[TEXT SHOWN]

****

As both the coronavirus pandemic and the climate crisis provoke your anxieties, it’s important to remember all of the world’s wonderful possibilities. Which is why I present you: the impacts of nuclear war.
A large-scale nuclear war is a nightmarish scenario that could kill millions of people instantly. According to a new study out in the Proceedings of the National Academy of Sciences on Monday, even a relatively small nuclear conflict between India and Pakistan would surely bring about global famine.
“Indirect effects of even a ‘small’ or regional nuclear war could lead more fatalities due to food shortages than due to direct effects of the war,” Jonas Jägermeyr, a postdoctoral scientist at the NASA Goddard Institute for Space Studies who led the study, told Earther in an email.
The authors assessed the impact of a relatively modest nuclear conflict—just 50 nuclear detonations each from India and Pakistan, no biggie! Each country is actually thought to have 150 at their disposal. India and Pakistan also may well have bombs far bigger than the ones the scientists use in their assumptions.

****

Text-to-region grounding data:

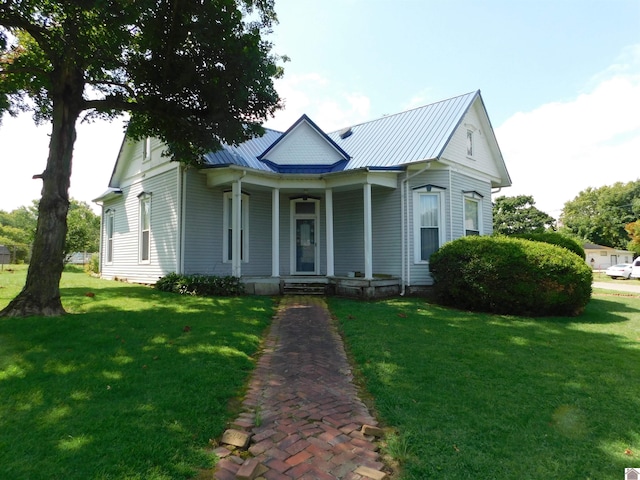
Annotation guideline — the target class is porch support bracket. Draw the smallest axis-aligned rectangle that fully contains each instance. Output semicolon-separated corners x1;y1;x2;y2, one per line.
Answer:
325;188;335;277
363;183;373;280
231;179;242;277
271;188;280;277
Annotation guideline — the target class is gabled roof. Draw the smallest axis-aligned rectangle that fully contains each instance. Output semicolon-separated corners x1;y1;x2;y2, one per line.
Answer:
329;91;480;169
258;115;350;166
205;90;493;173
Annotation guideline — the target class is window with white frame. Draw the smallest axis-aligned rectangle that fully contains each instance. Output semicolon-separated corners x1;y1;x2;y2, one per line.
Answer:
222;192;249;262
104;210;115;263
413;185;444;263
138;193;151;263
467;129;473;157
464;192;482;236
142;137;151;162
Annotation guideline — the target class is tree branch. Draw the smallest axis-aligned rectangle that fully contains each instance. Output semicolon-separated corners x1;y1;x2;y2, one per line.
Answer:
87;80;136;97
0;8;55;59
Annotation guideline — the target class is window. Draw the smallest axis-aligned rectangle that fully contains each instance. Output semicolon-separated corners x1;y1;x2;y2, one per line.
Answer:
139;193;151;263
467;129;473;157
464;197;480;235
463;190;484;236
142;137;151;162
105;210;115;263
413;185;443;263
223;192;249;262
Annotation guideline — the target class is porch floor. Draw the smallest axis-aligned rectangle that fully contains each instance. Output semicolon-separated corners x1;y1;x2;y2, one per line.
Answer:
242;275;401;298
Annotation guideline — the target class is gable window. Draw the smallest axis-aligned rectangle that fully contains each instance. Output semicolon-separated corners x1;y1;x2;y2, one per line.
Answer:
142;137;151;162
104;210;115;263
413;185;444;263
138;193;151;263
464;192;482;236
467;129;473;157
222;192;249;262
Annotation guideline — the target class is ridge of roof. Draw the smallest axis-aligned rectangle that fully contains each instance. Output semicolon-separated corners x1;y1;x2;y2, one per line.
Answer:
328;90;480;135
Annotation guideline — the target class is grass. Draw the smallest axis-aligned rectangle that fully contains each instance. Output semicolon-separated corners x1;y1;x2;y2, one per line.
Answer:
0;267;273;480
329;292;640;480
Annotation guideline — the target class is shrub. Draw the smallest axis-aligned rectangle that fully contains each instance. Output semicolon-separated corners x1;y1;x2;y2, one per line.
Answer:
430;237;592;316
155;273;244;297
511;232;587;260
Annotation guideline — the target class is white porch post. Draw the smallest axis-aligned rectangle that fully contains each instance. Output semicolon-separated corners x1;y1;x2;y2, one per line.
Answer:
271;188;280;277
364;183;373;280
324;188;335;277
231;179;242;277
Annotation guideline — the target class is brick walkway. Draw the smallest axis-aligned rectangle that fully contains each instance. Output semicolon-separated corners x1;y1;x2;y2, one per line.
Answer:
214;297;387;480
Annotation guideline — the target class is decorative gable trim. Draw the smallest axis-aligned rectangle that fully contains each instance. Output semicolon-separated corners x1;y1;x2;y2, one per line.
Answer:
257;115;351;173
411;183;446;192
462;190;484;200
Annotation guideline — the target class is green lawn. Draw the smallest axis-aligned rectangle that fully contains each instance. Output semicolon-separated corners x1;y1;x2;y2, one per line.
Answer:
329;291;640;480
0;268;640;480
0;266;273;480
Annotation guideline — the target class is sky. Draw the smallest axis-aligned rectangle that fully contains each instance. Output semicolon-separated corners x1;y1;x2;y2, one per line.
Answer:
0;0;640;217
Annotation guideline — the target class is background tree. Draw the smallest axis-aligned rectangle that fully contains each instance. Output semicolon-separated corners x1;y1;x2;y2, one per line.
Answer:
493;195;555;235
560;180;640;249
624;220;640;255
0;201;38;263
64;200;100;260
0;0;282;316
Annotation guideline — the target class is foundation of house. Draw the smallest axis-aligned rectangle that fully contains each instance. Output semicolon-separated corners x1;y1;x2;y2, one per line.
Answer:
242;275;400;299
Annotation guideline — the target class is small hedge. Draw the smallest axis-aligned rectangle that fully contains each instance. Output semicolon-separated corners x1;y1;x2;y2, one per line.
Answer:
430;237;593;316
155;273;244;297
511;232;587;260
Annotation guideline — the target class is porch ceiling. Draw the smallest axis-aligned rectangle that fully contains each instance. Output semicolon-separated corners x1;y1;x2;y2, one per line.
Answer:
201;166;400;192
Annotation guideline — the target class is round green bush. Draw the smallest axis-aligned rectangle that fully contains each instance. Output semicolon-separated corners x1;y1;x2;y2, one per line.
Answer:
511;232;587;260
430;236;593;316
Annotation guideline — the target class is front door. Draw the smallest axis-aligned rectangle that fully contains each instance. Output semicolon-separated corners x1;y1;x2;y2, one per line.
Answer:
291;200;319;275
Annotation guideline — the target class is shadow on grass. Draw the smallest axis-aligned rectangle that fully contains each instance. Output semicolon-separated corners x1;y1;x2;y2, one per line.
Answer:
330;298;640;479
0;292;272;479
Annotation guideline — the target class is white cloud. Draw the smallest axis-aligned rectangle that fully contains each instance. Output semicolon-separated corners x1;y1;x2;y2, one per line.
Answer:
265;73;371;132
496;48;640;216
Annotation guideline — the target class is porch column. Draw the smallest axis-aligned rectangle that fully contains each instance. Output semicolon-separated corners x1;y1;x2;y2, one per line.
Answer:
231;179;242;277
324;188;335;277
364;183;373;280
271;188;280;277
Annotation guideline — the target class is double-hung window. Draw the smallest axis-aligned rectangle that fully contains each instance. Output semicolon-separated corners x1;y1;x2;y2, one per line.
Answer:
464;192;482;236
104;210;115;263
413;185;443;263
222;192;249;262
138;193;151;263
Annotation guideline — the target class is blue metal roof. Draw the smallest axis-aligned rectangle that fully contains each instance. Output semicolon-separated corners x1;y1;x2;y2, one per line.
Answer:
329;92;479;169
205;91;480;172
204;128;282;172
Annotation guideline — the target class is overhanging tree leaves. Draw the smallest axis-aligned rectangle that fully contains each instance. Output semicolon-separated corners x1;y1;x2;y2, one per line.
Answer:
493;195;555;235
0;0;282;316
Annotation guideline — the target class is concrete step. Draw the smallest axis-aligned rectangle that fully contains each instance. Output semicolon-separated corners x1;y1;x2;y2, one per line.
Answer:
282;283;327;295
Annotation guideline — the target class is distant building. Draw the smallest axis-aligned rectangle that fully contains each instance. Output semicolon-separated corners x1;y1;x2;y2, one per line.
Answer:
582;243;633;270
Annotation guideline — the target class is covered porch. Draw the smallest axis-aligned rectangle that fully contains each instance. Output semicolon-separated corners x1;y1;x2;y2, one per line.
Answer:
203;166;401;284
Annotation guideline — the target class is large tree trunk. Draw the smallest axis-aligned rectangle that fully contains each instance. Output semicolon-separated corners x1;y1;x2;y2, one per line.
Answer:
0;72;84;317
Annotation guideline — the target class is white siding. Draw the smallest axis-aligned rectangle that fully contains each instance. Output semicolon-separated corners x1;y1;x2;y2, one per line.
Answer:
443;102;500;179
102;168;178;283
333;188;364;276
407;169;452;285
265;122;342;165
183;170;224;276
370;187;402;277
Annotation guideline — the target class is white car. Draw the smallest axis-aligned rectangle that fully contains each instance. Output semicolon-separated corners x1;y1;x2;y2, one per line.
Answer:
631;257;640;280
604;263;640;279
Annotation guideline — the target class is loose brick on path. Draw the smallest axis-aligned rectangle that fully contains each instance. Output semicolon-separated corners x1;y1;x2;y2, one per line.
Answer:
214;296;388;480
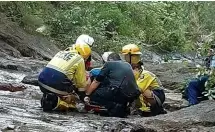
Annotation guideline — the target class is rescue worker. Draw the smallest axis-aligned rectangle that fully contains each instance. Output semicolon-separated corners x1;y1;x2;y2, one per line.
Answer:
38;44;91;111
122;44;165;116
182;75;209;106
75;34;94;70
205;49;215;69
84;53;140;117
90;51;113;81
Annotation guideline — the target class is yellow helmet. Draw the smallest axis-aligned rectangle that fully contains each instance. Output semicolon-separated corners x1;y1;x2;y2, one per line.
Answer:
65;44;91;59
122;44;142;55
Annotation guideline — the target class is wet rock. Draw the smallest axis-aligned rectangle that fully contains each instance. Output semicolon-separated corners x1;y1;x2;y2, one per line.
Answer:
144;63;195;92
0;56;47;73
22;74;39;86
0;13;59;60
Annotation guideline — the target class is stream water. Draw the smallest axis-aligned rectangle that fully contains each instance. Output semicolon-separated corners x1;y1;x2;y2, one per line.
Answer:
0;70;183;132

****

[TASK DIRECTIONS]
Reproduce the passage of the article on nuclear war and famine starting at "A large-scale nuclear" and ending at "in an email.".

[RESPONSE TO THE EXERCISE]
A large-scale nuclear war is a nightmarish scenario that could kill millions of people instantly. According to a new study out in the Proceedings of the National Academy of Sciences on Monday, even a relatively small nuclear conflict between India and Pakistan would surely bring about global famine.
“Indirect effects of even a ‘small’ or regional nuclear war could lead more fatalities due to food shortages than due to direct effects of the war,” Jonas Jägermeyr, a postdoctoral scientist at the NASA Goddard Institute for Space Studies who led the study, told Earther in an email.